* What you will do *
Locate the line that contains "425, row 218.". Print it and each following line through the end of the listing, verbatim, and nothing more.

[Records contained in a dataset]
## start

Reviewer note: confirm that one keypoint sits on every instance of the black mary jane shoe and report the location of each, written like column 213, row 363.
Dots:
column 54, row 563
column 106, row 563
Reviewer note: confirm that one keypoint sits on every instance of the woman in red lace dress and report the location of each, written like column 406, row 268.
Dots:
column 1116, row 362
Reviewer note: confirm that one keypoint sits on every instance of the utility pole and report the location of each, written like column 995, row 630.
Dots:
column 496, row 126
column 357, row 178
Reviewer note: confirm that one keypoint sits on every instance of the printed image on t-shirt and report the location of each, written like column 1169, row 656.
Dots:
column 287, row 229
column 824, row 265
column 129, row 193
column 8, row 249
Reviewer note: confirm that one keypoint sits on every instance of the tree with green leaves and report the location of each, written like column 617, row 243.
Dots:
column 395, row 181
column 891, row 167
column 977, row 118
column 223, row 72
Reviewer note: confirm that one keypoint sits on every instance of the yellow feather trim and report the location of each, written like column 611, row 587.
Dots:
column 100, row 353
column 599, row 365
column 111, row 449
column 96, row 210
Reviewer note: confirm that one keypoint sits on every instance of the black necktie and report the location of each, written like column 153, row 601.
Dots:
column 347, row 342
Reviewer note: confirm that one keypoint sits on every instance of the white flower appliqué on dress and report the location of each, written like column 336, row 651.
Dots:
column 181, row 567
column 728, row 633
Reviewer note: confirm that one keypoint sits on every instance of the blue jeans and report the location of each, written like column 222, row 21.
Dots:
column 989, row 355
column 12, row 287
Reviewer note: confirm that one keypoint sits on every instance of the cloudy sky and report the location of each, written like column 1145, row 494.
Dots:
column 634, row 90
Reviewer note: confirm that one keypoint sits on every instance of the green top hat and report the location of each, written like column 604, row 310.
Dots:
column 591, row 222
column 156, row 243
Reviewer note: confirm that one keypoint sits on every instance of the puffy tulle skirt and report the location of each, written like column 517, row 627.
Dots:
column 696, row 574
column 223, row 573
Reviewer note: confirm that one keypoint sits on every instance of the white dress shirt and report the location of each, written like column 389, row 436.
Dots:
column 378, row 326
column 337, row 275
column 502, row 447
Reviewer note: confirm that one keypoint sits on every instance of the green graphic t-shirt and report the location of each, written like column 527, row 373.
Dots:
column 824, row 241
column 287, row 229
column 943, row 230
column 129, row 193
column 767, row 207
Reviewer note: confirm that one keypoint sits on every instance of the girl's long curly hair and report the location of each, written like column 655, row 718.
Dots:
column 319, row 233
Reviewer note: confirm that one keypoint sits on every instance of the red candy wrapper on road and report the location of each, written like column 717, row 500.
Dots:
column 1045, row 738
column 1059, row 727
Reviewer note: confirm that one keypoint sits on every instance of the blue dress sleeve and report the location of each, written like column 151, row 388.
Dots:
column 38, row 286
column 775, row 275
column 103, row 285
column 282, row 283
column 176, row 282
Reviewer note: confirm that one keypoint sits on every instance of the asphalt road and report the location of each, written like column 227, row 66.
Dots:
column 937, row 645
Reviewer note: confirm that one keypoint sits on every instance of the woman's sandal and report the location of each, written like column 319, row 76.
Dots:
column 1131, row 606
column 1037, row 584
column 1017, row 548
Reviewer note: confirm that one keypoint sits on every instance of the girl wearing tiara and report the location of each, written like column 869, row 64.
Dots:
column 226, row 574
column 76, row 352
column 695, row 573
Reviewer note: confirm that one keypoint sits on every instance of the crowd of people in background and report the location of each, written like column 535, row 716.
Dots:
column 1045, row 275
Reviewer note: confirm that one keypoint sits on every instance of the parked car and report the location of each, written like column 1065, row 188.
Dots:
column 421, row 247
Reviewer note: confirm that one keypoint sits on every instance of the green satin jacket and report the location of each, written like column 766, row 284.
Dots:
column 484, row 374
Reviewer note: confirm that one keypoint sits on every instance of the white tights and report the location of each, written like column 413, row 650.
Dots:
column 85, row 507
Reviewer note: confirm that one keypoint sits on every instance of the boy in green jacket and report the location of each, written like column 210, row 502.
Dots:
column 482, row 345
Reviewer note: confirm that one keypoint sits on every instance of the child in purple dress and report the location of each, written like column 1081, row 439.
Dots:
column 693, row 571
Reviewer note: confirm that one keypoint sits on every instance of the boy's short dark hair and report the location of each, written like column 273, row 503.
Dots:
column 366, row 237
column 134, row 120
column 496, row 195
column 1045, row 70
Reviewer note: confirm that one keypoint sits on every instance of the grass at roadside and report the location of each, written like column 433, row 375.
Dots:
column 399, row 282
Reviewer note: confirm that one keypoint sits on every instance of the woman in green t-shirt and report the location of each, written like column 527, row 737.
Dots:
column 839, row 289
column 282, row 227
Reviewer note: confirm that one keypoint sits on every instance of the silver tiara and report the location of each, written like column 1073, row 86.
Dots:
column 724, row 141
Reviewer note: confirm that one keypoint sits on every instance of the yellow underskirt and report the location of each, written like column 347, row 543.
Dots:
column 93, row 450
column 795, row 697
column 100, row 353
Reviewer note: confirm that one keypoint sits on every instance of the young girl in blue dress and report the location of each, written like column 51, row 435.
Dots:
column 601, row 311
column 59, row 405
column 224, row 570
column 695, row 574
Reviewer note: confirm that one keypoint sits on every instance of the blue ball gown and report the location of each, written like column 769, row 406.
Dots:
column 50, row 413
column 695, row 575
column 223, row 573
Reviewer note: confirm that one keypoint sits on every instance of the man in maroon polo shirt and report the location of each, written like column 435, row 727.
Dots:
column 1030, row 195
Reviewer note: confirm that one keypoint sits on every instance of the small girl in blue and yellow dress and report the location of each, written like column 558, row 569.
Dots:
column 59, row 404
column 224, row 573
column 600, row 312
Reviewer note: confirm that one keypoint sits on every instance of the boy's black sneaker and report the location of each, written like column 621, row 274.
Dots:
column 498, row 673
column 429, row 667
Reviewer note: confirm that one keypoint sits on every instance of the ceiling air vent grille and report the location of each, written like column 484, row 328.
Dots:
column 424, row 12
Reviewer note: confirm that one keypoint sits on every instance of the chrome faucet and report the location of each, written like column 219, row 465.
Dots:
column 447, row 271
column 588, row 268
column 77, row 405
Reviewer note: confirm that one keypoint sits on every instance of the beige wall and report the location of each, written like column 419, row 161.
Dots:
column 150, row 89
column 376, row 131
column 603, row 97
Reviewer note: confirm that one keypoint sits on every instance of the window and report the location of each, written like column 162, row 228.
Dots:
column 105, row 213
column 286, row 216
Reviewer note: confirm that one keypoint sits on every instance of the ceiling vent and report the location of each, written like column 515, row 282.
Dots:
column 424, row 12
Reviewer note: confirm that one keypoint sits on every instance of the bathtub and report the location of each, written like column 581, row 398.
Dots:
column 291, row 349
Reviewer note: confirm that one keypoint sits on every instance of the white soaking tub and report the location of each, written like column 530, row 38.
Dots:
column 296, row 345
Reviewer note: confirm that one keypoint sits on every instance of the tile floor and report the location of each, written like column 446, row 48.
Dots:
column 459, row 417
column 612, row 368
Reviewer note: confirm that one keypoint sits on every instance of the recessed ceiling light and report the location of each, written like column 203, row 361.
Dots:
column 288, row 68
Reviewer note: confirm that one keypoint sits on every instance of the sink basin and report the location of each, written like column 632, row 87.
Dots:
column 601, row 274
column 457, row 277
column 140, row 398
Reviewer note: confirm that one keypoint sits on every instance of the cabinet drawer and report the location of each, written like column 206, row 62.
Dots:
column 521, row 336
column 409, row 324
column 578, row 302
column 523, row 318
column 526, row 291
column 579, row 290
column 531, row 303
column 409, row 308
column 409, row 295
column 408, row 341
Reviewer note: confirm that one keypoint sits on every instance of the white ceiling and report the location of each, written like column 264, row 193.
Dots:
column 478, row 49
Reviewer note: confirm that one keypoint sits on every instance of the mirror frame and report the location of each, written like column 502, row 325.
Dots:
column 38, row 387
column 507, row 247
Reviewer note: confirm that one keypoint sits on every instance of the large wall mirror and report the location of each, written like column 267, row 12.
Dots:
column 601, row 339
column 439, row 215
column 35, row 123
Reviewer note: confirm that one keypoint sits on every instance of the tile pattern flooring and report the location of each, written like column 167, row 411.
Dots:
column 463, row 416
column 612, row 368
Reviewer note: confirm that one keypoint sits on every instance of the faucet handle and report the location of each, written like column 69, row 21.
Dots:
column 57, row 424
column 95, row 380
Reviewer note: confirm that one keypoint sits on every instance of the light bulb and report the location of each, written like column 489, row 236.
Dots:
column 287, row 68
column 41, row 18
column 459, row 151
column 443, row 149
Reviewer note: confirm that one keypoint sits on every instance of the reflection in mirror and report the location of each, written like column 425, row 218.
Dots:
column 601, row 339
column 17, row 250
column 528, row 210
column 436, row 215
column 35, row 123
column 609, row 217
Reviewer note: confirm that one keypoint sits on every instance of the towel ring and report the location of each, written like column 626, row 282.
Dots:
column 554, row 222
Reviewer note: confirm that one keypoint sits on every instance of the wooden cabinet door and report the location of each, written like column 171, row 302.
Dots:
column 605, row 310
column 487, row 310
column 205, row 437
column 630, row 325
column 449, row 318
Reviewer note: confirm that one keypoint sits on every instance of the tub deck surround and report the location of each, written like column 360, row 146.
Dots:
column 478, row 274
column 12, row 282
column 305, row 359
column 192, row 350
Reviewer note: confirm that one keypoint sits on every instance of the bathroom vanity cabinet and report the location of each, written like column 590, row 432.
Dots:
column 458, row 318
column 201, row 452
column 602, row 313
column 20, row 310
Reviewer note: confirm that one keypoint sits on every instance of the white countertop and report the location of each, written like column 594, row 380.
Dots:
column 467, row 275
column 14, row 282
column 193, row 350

## end

* The answer *
Reviewer note: confirm that one keypoint sits on every instance of the reflection in mirror and report the location of each, written like column 425, row 218.
Dots:
column 601, row 339
column 17, row 250
column 528, row 210
column 436, row 215
column 35, row 123
column 609, row 217
Reviewer note: confirm that one keypoint sits on every instance of the towel ring and report the location of each, written like column 626, row 282.
Dots:
column 554, row 222
Reviewer note: confirm that one keypoint sits on every instance of the wooden cabinet door and report the location of each, written like column 171, row 302.
Dots:
column 605, row 310
column 487, row 310
column 205, row 437
column 630, row 325
column 449, row 318
Reviewer note: confirm that one keypoint sits on every instance of the tub deck surround and report the location of each, written like column 360, row 146.
Dots:
column 478, row 274
column 12, row 282
column 305, row 359
column 192, row 350
Reviewer note: confirm that one keypoint sits on every instance of the bathroom vanity cabinet and report the location of each, written like column 590, row 432.
Dots:
column 458, row 318
column 201, row 452
column 602, row 313
column 20, row 310
Reviewer note: confirm that one keypoint sits on every instance of the white countertop and report the location of each, written like column 594, row 380.
Dots:
column 467, row 275
column 14, row 282
column 193, row 350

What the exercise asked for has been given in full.